Notice: If the addressing mode in the source operand does not require the source register, then the source register field are not in use. In such a case the numeric value of the field (bits 6-8) is equal to zero.
-
Bits 3-5: This field refers to the addressing mode of the destination operand. Depending on the numeric value of this field (bits 3-5) , the instruction may refer to additional word (second additional word)
-
Bits 0-2: This field refers to the register of the destination operand. The field (bits 0-2) maps its numeric value n to register rn.
Notice: If the addressing mode in the destination operand does not require the destination register, then the source register field are not in use. In such a case the numeric value of the field (bits 6-8) is equal to zero.
There are six types of addressing modes in our assembly language, some of these modes require additional information, i.e. additional word. The following table provides information on all types of addressing mode.
----------------
Challenge: Please update the passage on instruction fields between "Notice: If the addressing mode in the source" and "(second additional word)", inclusive, so that "numeric value" becomes "integer value".

Excerpts of location labeling data:
----------------
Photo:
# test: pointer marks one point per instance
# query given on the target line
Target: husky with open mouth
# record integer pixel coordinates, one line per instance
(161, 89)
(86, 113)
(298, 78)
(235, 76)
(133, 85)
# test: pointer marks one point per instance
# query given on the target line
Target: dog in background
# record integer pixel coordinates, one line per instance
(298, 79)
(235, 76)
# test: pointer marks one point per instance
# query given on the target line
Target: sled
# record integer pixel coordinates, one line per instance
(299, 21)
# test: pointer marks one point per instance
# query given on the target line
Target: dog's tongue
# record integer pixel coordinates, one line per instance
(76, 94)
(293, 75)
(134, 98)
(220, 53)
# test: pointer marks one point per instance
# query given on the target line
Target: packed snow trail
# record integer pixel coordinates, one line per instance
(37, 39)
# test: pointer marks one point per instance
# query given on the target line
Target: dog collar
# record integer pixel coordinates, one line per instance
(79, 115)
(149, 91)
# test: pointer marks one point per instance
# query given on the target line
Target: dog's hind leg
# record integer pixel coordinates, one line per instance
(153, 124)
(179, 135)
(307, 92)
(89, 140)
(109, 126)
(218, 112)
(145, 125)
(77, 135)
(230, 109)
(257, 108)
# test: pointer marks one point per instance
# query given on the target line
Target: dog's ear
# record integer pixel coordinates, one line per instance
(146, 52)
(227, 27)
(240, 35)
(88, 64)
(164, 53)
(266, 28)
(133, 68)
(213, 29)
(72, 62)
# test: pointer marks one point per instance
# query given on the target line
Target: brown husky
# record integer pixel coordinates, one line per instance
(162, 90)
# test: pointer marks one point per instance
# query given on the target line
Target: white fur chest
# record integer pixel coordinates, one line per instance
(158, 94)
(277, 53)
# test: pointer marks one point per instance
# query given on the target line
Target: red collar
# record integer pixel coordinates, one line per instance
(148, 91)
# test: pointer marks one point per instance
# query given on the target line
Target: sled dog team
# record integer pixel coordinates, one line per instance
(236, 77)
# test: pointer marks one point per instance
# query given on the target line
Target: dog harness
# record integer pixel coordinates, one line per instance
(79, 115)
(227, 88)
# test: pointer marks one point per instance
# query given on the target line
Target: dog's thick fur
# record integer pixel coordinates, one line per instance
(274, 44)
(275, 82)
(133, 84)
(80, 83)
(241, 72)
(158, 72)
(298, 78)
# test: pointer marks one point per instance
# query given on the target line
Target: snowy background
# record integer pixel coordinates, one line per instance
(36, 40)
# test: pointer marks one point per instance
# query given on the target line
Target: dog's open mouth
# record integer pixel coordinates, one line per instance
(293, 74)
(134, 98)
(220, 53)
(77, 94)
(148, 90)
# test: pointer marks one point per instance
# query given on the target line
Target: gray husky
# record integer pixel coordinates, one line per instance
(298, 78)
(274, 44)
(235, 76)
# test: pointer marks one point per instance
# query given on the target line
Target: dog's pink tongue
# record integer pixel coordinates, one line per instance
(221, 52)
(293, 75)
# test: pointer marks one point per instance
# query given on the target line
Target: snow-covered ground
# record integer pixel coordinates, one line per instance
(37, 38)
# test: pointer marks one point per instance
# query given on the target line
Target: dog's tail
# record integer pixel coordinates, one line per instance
----------------
Exercise output:
Notice: If the addressing mode in the source operand does not require the source register, then the source register field are not in use. In such a case the integer value of the field (bits 6-8) is equal to zero.
-
Bits 3-5: This field refers to the addressing mode of the destination operand. Depending on the integer value of this field (bits 3-5) , the instruction may refer to additional word (second additional word)